··· Dataset entries ···

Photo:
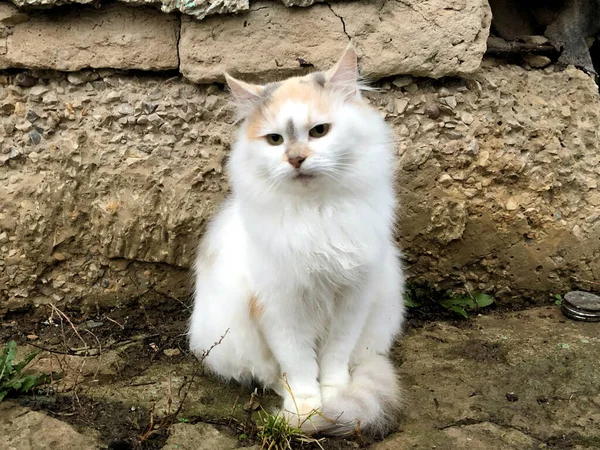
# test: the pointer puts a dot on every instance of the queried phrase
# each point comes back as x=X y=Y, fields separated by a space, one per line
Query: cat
x=298 y=270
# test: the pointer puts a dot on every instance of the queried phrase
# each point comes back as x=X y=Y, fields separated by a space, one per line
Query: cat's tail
x=370 y=405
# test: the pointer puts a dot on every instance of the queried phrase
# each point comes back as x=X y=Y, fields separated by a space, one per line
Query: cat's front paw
x=300 y=409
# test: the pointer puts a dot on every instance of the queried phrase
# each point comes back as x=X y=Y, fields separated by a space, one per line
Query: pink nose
x=297 y=161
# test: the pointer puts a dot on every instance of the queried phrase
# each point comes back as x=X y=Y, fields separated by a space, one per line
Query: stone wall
x=109 y=175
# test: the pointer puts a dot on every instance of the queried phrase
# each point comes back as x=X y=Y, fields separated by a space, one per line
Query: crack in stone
x=177 y=43
x=412 y=8
x=341 y=19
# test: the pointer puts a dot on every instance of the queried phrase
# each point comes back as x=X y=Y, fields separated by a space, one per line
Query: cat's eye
x=274 y=139
x=319 y=130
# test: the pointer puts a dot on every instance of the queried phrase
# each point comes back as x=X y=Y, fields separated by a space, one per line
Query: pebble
x=432 y=111
x=20 y=109
x=155 y=119
x=149 y=107
x=402 y=81
x=511 y=204
x=401 y=105
x=125 y=109
x=466 y=118
x=50 y=98
x=32 y=116
x=211 y=102
x=537 y=61
x=450 y=101
x=113 y=96
x=38 y=91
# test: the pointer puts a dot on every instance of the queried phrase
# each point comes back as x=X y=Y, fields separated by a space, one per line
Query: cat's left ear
x=344 y=75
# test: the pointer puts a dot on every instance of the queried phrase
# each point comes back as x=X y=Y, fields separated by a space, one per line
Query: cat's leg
x=292 y=340
x=348 y=319
x=386 y=312
x=222 y=325
x=365 y=321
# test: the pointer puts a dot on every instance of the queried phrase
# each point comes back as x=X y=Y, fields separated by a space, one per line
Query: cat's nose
x=296 y=161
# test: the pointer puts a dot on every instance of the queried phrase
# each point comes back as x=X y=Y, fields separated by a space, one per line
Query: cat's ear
x=344 y=74
x=245 y=94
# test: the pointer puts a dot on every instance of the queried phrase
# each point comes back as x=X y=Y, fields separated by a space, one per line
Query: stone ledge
x=409 y=37
x=114 y=36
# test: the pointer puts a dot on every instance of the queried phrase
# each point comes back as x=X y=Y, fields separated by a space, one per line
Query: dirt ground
x=505 y=380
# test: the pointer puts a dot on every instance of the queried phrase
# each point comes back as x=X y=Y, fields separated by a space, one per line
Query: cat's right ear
x=245 y=94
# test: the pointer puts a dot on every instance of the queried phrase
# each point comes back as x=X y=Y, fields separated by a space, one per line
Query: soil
x=465 y=378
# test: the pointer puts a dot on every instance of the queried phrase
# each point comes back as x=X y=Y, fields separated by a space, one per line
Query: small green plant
x=462 y=304
x=12 y=380
x=410 y=300
x=276 y=432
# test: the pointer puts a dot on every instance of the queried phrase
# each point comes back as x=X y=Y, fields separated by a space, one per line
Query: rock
x=537 y=61
x=172 y=352
x=113 y=96
x=23 y=79
x=78 y=78
x=34 y=137
x=216 y=45
x=432 y=111
x=114 y=36
x=491 y=355
x=136 y=194
x=11 y=16
x=450 y=101
x=125 y=109
x=401 y=105
x=23 y=429
x=38 y=91
x=402 y=81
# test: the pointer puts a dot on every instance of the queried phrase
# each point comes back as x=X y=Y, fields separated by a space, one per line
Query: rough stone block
x=114 y=36
x=425 y=38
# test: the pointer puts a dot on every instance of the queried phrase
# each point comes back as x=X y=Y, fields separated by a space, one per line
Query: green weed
x=12 y=379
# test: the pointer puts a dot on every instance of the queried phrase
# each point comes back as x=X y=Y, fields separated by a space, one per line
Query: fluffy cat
x=300 y=265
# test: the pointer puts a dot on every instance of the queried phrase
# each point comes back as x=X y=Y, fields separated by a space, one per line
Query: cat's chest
x=329 y=239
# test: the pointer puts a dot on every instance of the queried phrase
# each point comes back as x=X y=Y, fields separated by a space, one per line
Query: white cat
x=300 y=265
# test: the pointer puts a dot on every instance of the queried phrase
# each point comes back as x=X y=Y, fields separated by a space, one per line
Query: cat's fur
x=300 y=265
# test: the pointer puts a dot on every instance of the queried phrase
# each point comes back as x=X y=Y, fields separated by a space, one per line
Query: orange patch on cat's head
x=298 y=90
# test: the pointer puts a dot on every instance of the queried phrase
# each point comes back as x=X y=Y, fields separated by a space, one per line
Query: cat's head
x=305 y=133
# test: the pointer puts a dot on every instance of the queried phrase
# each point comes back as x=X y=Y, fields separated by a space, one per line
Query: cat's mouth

···

:: Work to do ::
Could you copy the items word for word, starting at the very beginning and going through the line that contains "x=297 y=161", with the pictures left out?

:: Exercise solution ::
Photo:
# test: the pointer puts a dot on every instance of the queried phrase
# each point comes back as x=X y=Y, fields separated by a space, one per line
Query: cat
x=298 y=270
# test: the pointer puts a dot on every instance of the queried phrase
# each point comes back as x=X y=Y, fields separated by a space, one per line
Query: cat's tail
x=370 y=405
# test: the pointer puts a dot on every instance of the queried phrase
# each point comes back as x=X y=Y, fields separated by a space, one per line
Query: cat's front paw
x=300 y=409
# test: the pointer puts a dot on every instance of the queried phrase
# each point comes back as x=X y=Y, fields separated by a space, one per line
Query: pink nose
x=297 y=161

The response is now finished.